Search the entries below for the word "building" and copy every line where it appears.

Dataset excerpts:
= = = =

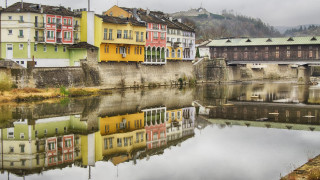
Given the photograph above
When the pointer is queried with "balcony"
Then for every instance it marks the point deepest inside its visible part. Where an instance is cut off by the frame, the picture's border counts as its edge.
(59, 26)
(76, 40)
(76, 27)
(59, 40)
(39, 39)
(39, 25)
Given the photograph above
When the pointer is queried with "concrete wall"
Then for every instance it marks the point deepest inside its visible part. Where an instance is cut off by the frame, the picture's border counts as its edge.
(218, 71)
(105, 75)
(118, 74)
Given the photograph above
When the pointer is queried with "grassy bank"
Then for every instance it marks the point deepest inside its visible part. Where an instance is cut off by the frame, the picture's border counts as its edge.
(33, 94)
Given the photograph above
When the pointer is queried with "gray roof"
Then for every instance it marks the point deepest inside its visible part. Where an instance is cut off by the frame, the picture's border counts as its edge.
(311, 40)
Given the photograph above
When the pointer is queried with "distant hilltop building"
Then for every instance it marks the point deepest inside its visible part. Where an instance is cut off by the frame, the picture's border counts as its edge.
(192, 12)
(56, 36)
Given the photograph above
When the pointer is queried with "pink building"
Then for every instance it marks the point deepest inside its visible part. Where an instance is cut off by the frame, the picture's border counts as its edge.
(155, 127)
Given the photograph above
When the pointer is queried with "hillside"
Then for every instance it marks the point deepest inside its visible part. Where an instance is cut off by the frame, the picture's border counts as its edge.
(304, 30)
(210, 26)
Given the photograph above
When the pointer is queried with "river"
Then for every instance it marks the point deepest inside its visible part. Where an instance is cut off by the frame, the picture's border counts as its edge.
(245, 131)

= = = =

Answer box:
When the pointer is queried with "distant hilltop building"
When the pointer is queried with "pink building"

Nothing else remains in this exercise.